- **Lesetext**
#####
Reportage: Sonnenstudio, Sun Company, Nagelstudio, Schwedenplatz
Gab es 2004 in Wien noch 209 Studios, hat sich diese Zahl bis Ende des Jahres 2022 auf 92 mehr als halbiert.
Regine Hendrich

In der Sun Company am ­Schwedenplatz herrscht ein reges Kommen und Gehen. Es ist Vormittag, und Sonnenanbeter geben sich in dem Innenstadtsolarium die Klinke in die Hand. "Üblicherweise ist an einem Freitag um diese Zeit sogar um einiges mehr los", sagt Michael Skacel.

Seit 2007 ist der 48-Jährige im Sonnenbankgeschäft als Franchisenehmer der Sun Company tätig. Damals eröffnete er im Auhof Center, Wiens berühmtem Einkaufszen­trum an der westlichen Stadtgrenze, sein erstes Solarium. Er führt es noch immer, neben der Filiale am Schwedenplatz. Aktuell hat sich bei Skacel eine Kosmetikerin aus der Ukraine eingemietet. Sie bietet hier vor Ort einen Nagelpflegeservice an. Skacel, der für Mitte Jänner keine schlechte Farbe im Gesicht hat, versichert, dass es dafür eine große Schnittmenge in der Kundschaft gibt.

Überhaupt, die Kundschaft. Anders, als man hier am Schwedenplatz kurz vor der Mittagszeit vermuten würde, schmolz sie in den letzten Jahren dahin. Der große Hype der 1990er-Jahre, als kräftige Bräune zum guten Ton gehörte und spitze Zungen über "Prolo-Toaster" spotteten, gilt als vorbei. Das spiegelt auch die schrumpfende Solarienanzahl wider. Gab es 2004 in Wien noch 209 Studios, hat sich diese Zahl bis Ende des Jahres 2022 auf 92 mehr als halbiert. Man muss als Solariumbetreiber der Kundschaft, die vorwiegend weiblich ist, mittlerweile mehr bieten. Nicht wenige Studios setzen ­dabei auf Kosmetik, Massagen, aber auch kleine Fitnesskämmerchen.
#####
- **Vorliegende Zeilen**
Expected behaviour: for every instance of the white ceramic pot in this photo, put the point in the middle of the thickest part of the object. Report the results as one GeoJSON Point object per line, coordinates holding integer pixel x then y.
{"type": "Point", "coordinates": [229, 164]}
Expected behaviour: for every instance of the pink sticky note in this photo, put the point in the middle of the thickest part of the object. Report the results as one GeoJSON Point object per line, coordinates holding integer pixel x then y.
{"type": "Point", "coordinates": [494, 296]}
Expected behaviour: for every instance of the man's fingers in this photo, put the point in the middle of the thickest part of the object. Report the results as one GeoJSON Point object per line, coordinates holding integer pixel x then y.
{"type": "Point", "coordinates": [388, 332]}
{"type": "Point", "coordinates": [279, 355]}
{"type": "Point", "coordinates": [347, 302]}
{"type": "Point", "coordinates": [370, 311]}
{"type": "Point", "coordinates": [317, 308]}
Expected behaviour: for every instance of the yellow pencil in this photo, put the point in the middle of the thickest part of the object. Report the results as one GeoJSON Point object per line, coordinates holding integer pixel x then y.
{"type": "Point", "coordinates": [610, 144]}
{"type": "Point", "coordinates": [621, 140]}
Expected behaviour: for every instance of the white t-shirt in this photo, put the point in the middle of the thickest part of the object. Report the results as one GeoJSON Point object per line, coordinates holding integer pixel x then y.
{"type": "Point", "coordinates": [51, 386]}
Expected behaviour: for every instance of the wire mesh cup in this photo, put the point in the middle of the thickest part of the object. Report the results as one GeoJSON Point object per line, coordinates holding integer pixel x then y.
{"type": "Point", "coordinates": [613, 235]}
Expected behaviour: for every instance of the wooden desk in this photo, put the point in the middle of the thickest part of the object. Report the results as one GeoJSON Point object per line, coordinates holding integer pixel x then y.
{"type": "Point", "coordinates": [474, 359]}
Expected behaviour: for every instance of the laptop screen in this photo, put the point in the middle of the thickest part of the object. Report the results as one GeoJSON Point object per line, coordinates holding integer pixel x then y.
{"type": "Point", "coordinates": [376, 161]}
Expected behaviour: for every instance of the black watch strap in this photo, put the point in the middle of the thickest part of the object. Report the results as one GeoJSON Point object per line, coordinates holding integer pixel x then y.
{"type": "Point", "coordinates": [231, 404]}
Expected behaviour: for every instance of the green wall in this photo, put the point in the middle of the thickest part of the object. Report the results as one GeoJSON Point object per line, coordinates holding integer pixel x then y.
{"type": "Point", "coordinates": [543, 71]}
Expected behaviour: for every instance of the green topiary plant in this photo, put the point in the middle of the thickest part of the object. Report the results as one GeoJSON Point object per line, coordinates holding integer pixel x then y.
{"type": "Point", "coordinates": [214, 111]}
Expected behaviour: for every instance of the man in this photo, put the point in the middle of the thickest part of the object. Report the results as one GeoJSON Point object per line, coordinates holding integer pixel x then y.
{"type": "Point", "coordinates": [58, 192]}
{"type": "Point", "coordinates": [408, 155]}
#####
- **Arbeitsaufträge**
(1) Aktualisiere bei den Zeilen den Abschnitt, der mit der Zeile „Expected behaviour: for every instance of the green topiary“ beginnt und mit der letzten Zeile endet, indem du „thickest“ durch „widest“ ersetzt. Gib nur diesen Abschnitt wieder und lass alles Übrige unverändert.
(2) Führe die Reportage über die Wiener Sonnenstudios im Anschluss an ihren letzten Satz weiter.

- **Lösungen**
(1)
Expected behaviour: for every instance of the green topiary plant in this photo, put the point in the middle of the widest part of the object. Report the results as one GeoJSON Point object per line, coordinates holding integer pixel x then y.
{"type": "Point", "coordinates": [214, 111]}
Expected behaviour: for every instance of the man in this photo, put the point in the middle of the widest part of the object. Report the results as one GeoJSON Point object per line, coordinates holding integer pixel x then y.
{"type": "Point", "coordinates": [58, 192]}
{"type": "Point", "coordinates": [408, 155]}

(2)
Runzeln wegbrutzeln

Panik wird in der Bräunungsbranche trotzdem nicht geschoben. Auch nicht bei Hans Arsenovic, der die Sun Company vor 20 Jahren gegründet hat. Der Unternehmer sitzt für die Grünen im Gemeinderat, ist Vizepräsident der Wirtschaftskammer und war lange Branchensprecher für Solarienbetreiber. In Top­zeiten hatte sein Franchiseunternehmen bis zu 50 Filialen. Heute sind es 14. In seinem Reich geht die Sonne trotzdem nicht unter. "Wir sind noch immer Marktführer", erklärt er und sagt über die Hintergründe des Solarienschwunds: "Die Branche hat sich bereits vor Corona zu konsolidieren begonnen. Viele kleine Betriebe können nicht mehr mithalten, wenn es darum geht, die neueste Technik ­anzubieten. Die Investitionen sind zu hoch."

Reportage: Sonnenstudio, Sun Company, Nagelstudio, Schwedenplatz
Michael Skacel in seinem Sonnenstudio am Wiener Schwedenplatz.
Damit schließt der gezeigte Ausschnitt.